= THE TASK =
All the data should come back exactly as it was given.

= GIVEN DATA =
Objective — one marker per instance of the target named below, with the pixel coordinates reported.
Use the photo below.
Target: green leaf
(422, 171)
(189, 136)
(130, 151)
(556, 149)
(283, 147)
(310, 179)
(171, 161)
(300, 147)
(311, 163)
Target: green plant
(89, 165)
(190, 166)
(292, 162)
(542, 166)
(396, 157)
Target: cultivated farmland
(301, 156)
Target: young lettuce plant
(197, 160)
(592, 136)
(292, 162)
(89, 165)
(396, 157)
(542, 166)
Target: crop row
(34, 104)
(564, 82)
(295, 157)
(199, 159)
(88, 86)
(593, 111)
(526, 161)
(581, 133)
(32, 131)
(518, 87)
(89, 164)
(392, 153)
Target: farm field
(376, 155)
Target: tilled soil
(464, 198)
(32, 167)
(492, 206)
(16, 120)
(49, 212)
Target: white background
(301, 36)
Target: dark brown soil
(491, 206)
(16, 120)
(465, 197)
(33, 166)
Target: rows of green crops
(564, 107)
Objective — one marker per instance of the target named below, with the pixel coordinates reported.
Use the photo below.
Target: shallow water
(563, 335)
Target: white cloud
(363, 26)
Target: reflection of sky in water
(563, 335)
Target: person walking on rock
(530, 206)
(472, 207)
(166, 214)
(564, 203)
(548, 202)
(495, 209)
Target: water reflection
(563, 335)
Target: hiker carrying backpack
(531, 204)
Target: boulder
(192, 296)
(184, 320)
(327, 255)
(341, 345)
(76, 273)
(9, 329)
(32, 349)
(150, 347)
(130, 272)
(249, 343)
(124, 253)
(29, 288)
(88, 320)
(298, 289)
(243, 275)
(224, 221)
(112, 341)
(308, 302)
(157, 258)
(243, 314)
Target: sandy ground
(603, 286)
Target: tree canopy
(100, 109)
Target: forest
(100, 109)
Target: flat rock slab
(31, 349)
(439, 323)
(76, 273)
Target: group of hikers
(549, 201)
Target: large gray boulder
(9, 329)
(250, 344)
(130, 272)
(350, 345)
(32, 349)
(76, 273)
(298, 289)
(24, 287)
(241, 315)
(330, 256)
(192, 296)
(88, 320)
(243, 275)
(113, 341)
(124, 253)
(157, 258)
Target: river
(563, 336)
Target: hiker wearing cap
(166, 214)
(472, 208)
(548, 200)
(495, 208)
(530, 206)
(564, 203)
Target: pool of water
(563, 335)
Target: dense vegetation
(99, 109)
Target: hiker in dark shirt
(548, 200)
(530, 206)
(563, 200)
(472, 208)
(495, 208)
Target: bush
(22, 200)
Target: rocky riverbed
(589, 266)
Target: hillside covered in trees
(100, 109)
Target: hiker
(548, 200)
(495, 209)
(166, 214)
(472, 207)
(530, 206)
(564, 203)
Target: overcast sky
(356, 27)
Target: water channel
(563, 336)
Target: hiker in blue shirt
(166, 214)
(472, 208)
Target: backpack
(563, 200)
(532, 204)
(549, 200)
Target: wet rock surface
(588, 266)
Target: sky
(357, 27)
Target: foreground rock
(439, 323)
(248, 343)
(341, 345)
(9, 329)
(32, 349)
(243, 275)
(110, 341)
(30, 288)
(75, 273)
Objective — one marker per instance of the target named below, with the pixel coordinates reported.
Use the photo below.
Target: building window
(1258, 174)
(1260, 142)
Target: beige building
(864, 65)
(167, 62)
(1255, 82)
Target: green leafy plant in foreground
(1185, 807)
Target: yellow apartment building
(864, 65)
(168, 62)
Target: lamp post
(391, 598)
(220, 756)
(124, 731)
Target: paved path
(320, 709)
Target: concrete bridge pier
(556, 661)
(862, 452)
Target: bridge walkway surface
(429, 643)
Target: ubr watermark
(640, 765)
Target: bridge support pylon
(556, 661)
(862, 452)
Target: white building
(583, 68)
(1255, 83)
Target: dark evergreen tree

= FINISHED TASK =
Objective — one marker per instance of the target named below, with the pixel coordinates reported.
Use the photo below.
Target: green leaf
(422, 171)
(189, 136)
(130, 151)
(556, 149)
(283, 147)
(310, 179)
(171, 161)
(300, 147)
(311, 163)
Target: green plant
(89, 165)
(190, 166)
(292, 162)
(542, 166)
(396, 157)
Target: cultivated farmland
(301, 156)
Target: young lettuce plant
(197, 160)
(592, 136)
(292, 162)
(89, 165)
(396, 157)
(542, 166)
Target: crop row
(34, 104)
(564, 82)
(295, 157)
(199, 159)
(88, 86)
(593, 111)
(526, 161)
(581, 133)
(32, 131)
(518, 87)
(89, 164)
(392, 153)
Target: farm field
(376, 155)
Target: tilled soil
(464, 198)
(32, 167)
(492, 206)
(16, 120)
(49, 212)
Target: white background
(301, 36)
Target: dark brown soil
(491, 206)
(16, 120)
(465, 197)
(33, 166)
Target: rows of green crops
(564, 107)
Objective — one marker per instance of the target named below, with the pixel coordinates reported.
Use the photo below.
Target: shallow water
(563, 335)
Target: white cloud
(363, 26)
Target: reflection of sky in water
(563, 335)
Target: person walking on rock
(530, 206)
(472, 207)
(166, 214)
(564, 203)
(548, 202)
(495, 209)
Target: water reflection
(563, 335)
Target: hiker carrying backpack
(531, 204)
Target: boulder
(192, 296)
(184, 320)
(327, 255)
(341, 345)
(76, 273)
(9, 329)
(32, 349)
(150, 347)
(130, 272)
(249, 343)
(124, 253)
(29, 288)
(88, 320)
(298, 289)
(243, 275)
(224, 221)
(112, 341)
(308, 302)
(157, 258)
(243, 314)
Target: sandy ground
(603, 286)
Target: tree canopy
(100, 109)
Target: forest
(100, 109)
Target: flat rock slab
(31, 349)
(439, 323)
(76, 273)
Target: group of hikers
(549, 201)
Target: large gray boulder
(9, 329)
(250, 344)
(130, 272)
(350, 345)
(32, 349)
(76, 273)
(298, 289)
(24, 287)
(241, 315)
(330, 256)
(192, 296)
(88, 320)
(243, 275)
(113, 341)
(124, 253)
(157, 258)
Target: river
(563, 336)
Target: hiker wearing cap
(166, 214)
(472, 208)
(548, 200)
(495, 208)
(530, 206)
(564, 203)
Target: pool of water
(563, 335)
Target: dense vegetation
(99, 109)
Target: hiker in dark shirt
(548, 200)
(530, 206)
(563, 200)
(472, 208)
(495, 208)
Target: bush
(22, 200)
Target: rocky riverbed
(589, 266)
Target: hillside covered in trees
(100, 109)
Target: hiker
(548, 200)
(495, 209)
(166, 214)
(472, 207)
(530, 206)
(564, 203)
Target: overcast sky
(356, 27)
Target: water channel
(563, 336)
Target: hiker in blue shirt
(166, 214)
(472, 208)
Target: backpack
(563, 200)
(532, 204)
(549, 200)
Target: wet rock surface
(588, 266)
Target: sky
(357, 27)
Target: foreground rock
(439, 323)
(248, 343)
(341, 345)
(9, 329)
(32, 349)
(243, 275)
(110, 341)
(30, 288)
(75, 273)
Objective — one marker per instance of the target named below, with the pixel coordinates reported.
Use the photo below.
Target: building window
(1258, 174)
(1260, 142)
Target: beige building
(864, 65)
(167, 62)
(1255, 82)
Target: green leafy plant in foreground
(1185, 807)
Target: yellow apartment building
(864, 65)
(168, 62)
Target: lamp post
(391, 598)
(220, 756)
(124, 731)
Target: paved path
(320, 709)
Target: concrete bridge pier
(556, 661)
(862, 452)
Target: bridge walkway surface
(429, 643)
Target: ubr watermark
(640, 765)
Target: bridge support pylon
(556, 661)
(862, 452)
Target: white building
(583, 68)
(1255, 83)
Target: dark evergreen tree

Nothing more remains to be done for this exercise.